FUENTE:

El puente, en calidad de cosa que liga, de lugar, hace espacio, y no a la inversa como puede pensarse desde la concepción fisicalista de tipo positivista antes señalada, donde el último es concebido como un vacío a-subjetivo. Se trata de lo contrario: gracias a la subjetivación es posible, posteriormente, la abstracción, la objetivación más radical, por ejemplo de las matemáticas y su tridimensionalidad. Abrir distancias, componer fronteras, delimitar por atravesamiento y sostén, todo ello es lo que conforma espacios.

 
 
A modo de conclusión: “Poéticamente habita el hombre…”

ÍTEMS PROPORCIONADOS:

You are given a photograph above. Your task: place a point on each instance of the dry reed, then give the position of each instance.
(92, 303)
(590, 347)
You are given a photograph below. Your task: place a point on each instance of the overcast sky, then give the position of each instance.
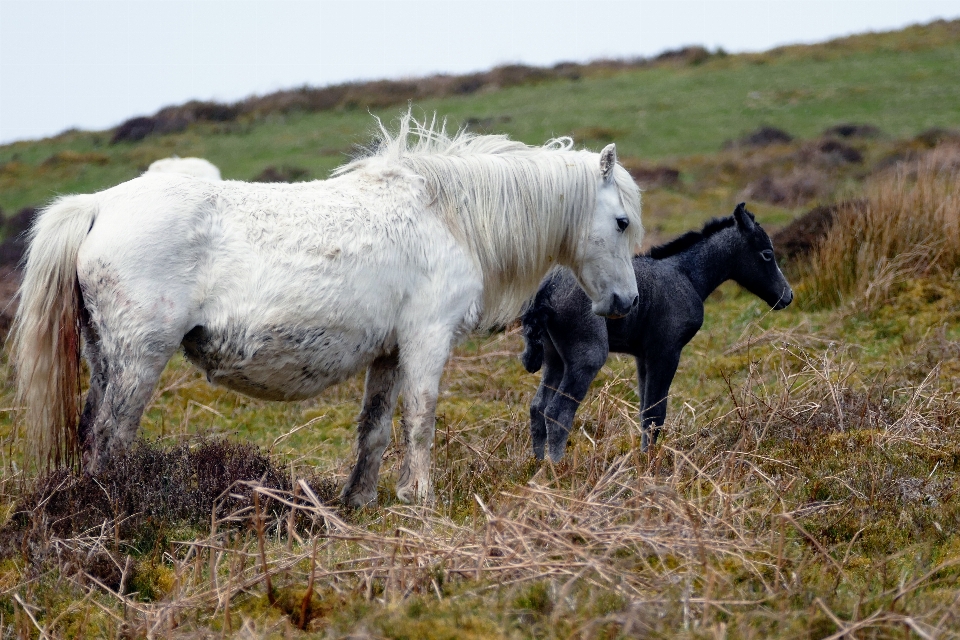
(93, 63)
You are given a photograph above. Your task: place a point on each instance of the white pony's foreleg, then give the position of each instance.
(373, 430)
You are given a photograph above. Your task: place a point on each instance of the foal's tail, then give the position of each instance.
(45, 338)
(534, 321)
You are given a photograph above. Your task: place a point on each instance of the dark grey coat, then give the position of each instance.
(673, 280)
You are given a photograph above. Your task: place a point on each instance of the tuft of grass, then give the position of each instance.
(906, 226)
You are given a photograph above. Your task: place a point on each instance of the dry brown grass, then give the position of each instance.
(773, 510)
(907, 226)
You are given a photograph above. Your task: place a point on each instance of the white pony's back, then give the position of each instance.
(196, 167)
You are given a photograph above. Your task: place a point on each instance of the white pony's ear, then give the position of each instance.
(608, 160)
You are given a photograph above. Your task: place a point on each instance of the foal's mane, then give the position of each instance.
(518, 209)
(690, 238)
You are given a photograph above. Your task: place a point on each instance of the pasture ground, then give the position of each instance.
(807, 484)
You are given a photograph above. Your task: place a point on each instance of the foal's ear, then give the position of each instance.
(608, 160)
(743, 217)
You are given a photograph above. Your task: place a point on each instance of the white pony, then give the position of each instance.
(196, 167)
(279, 290)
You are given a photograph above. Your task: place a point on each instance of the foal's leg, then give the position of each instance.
(373, 431)
(550, 382)
(421, 362)
(582, 363)
(659, 373)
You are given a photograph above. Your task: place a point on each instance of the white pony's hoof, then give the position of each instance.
(358, 498)
(412, 493)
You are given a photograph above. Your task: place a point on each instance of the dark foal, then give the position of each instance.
(572, 343)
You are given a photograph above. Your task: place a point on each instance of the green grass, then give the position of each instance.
(809, 476)
(903, 83)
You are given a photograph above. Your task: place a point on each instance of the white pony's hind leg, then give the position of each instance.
(422, 364)
(133, 330)
(373, 430)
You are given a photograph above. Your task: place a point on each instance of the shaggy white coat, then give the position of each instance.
(279, 290)
(196, 167)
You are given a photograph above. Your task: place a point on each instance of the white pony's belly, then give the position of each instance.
(281, 362)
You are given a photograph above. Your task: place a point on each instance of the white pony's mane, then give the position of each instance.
(517, 208)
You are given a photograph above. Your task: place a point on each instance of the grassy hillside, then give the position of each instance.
(808, 481)
(902, 83)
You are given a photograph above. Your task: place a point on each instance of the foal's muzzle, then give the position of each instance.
(784, 300)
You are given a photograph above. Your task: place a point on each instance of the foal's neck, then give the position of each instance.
(708, 264)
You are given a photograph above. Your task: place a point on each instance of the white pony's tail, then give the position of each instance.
(45, 337)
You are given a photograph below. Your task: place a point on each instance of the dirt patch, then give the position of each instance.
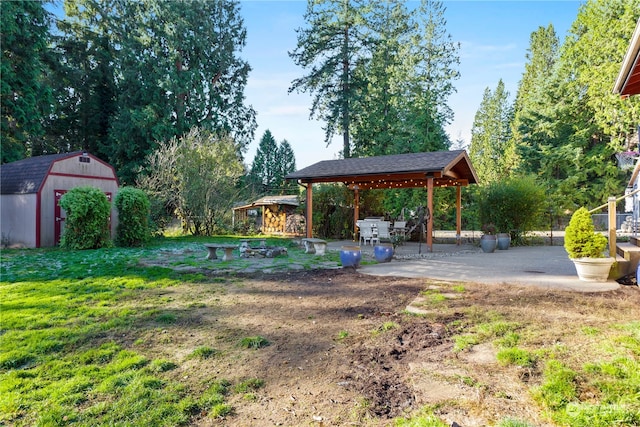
(344, 350)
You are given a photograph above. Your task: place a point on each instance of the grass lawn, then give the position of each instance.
(68, 347)
(81, 337)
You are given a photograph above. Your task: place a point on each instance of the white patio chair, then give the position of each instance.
(383, 230)
(400, 228)
(366, 233)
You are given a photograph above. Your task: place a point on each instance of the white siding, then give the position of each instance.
(18, 213)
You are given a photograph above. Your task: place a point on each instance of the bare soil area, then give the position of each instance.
(344, 351)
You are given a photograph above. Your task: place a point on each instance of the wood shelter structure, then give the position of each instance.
(276, 213)
(628, 81)
(412, 170)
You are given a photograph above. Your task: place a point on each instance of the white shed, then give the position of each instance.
(31, 188)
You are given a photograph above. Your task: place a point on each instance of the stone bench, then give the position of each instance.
(313, 245)
(228, 250)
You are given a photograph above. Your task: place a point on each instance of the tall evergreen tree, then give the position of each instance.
(331, 48)
(286, 163)
(435, 60)
(568, 122)
(83, 79)
(532, 98)
(377, 125)
(491, 151)
(149, 71)
(24, 95)
(271, 164)
(264, 169)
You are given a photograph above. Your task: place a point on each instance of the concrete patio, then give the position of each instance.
(543, 266)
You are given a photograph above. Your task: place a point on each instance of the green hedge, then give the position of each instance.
(133, 217)
(87, 222)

EJERCICIO BREVE A:
Responde a estas preguntas según la fuente:
(i) ¿En calidad de qué hace espacio el puente?
(ii) ¿Qué ejemplo se da de la objetivación más radical?
(iii) ¿Qué frase aparece entre comillas después de "A modo de conclusión"?
EJERCICIO BREVE B: Enumera todas las acciones que, según la fuente, conforman espacios.
EJERCICIO BREVE C: Reproduce de la fuente todo el fragmento que empieza en "El puente, en" y llega hasta "que conforma espacios.".

RESPUESTA ESCRITA A:
(i) En calidad de cosa que liga, de lugar.
(ii) Las matemáticas y su tridimensionalidad.
(iii) "Poéticamente habita el hombre…"

RESPUESTA ESCRITA B:
- Abrir distancias
- Componer fronteras
- Delimitar por atravesamiento y sostén

RESPUESTA ESCRITA C:
El puente, en calidad de cosa que liga, de lugar, hace espacio, y no a la inversa como puede pensarse desde la concepción fisicalista de tipo positivista antes señalada, donde el último es concebido como un vacío a-subjetivo. Se trata de lo contrario: gracias a la subjetivación es posible, posteriormente, la abstracción, la objetivación más radical, por ejemplo de las matemáticas y su tridimensionalidad. Abrir distancias, componer fronteras, delimitar por atravesamiento y sostén, todo ello es lo que conforma espacios.